===== Source

With tools like Fetch API and Axios, you have to manage data, loading, and error states manually. Alova lets you do that on the go within a single line of code. Here is how it looks:

//...

const { data, loading, error } = useRequest(alova.Get("/posts/1"));

//...

Advanced Request Management

Alova offers several request management functionalities with each tailored to specific use cases. With its request management, you can request preload for data to be used later, cache data to prevent reload, manage form submission, handle pagination, and automate refetching when needed. Check out their docs to read more.

Multi-Level Caching

You can also use Alova to cache data, especially when the response isn’t constantly changing and does not need refetching. Unlike react-query that simply stores caches in RAM, Alova offers a more flexible framework.

Its three-pronged caching modes include the memory mode, cache occupying mode, and recovery mode. While memory mode stores data in the RAM, recovery mode persistently stores it in a Local Storage and is made available for longer periods and even offline. Meanwhile, the occupying mode prevents duplicate or redundant requests coming in quick succession.

Independent on any component, cached data can be accessed anywhere in the app if the request URL and parameters match. These features lower traffic going to servers, reduce buffering, and help facilitating a swifter and better user experience.

//...

==========
===== Data listing

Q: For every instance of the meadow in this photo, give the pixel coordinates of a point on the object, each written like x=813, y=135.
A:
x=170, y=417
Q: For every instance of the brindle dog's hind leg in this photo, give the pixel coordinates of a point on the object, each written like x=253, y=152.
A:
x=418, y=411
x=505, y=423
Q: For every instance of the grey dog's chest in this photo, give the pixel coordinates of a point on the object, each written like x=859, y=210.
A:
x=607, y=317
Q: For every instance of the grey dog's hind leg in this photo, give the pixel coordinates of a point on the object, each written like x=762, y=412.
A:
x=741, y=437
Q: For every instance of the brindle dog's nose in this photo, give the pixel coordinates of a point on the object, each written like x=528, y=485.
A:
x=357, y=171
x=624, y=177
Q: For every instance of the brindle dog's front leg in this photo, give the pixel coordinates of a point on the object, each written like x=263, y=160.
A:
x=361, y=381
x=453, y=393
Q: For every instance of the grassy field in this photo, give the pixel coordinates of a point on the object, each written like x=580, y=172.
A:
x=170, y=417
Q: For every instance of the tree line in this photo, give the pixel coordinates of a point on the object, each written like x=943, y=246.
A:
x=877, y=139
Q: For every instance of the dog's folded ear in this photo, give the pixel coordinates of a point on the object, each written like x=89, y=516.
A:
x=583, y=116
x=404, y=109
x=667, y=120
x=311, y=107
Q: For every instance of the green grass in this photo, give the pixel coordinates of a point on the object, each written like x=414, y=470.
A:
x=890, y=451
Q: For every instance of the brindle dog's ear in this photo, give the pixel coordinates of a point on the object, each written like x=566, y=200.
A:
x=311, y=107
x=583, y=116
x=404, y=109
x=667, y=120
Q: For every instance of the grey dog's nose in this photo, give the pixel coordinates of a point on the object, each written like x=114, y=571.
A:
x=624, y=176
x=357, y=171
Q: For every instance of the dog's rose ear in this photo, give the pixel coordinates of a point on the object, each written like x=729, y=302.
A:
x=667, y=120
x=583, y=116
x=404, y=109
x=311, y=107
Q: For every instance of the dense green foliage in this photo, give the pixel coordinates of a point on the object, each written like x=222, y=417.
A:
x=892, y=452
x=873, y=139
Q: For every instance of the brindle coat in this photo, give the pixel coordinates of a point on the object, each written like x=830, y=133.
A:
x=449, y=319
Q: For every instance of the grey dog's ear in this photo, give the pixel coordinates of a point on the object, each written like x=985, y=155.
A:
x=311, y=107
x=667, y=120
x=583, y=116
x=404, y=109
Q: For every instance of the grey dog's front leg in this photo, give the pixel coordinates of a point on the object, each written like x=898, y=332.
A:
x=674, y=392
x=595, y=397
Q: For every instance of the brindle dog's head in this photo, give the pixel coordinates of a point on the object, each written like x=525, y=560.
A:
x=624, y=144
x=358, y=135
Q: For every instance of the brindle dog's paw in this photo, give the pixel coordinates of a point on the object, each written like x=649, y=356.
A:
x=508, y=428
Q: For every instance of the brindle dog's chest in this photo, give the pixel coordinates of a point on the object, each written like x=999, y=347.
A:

==========

*Exercise set:*
(1) In the Alova text, which caching mode keeps data persistently in Local Storage?
(2) Continue the Alova text with a few more paragraphs, starting after its last sentence.

*Solved tasks:*
(1) Recovery mode.

(2)
// Initialize Alova instance

const alovaInstance = createAlova({

  baseURL: "https://jsonplaceholder.typicode.com",

  statesHook: React,

  requestAdapter: GlobalFetch(),

});

// Define GET request

const getPosts = alovaInstance.Get("/posts", {

  cache: {

    mode: "memory", // Caches in memory

    expires: 1000 * 60 * 5, // Expires in 5 minutes

  },

});

const PostList = () => {

  const { data, loading, error } = useRequest(getPosts);

  if (loading) return <p>Loading...</p>;

  if (error) return <p>Error fetching data</p>;

  //...

};

In the example above, Alova caches the response using the memory mode cache: {mode: "memory"} and sets the cache expiration to 5 minutes expires: 1000 * 60 * 5. You can change “memory” to “recovery” if you want a longer storage duration.

Usage Flexibility

You can use Alova with either Axios or the Fetch API. Here is an example where I fetched data using Axios and complemented it with Alova state management.

//...

// Initialize Alova

const alovaInstance = createAlova({

  statesHook: React,

  requestAdapter: GlobalFetch(),

});

// Manage state with Alova

const { data: posts, setData } = useSnapshot([]);

const fetchPosts = async () => {

  const response = await axios.get("https://jsonplaceholder.typicode.com/posts");

  setData(response.data); // Store data in Alova state

};

//...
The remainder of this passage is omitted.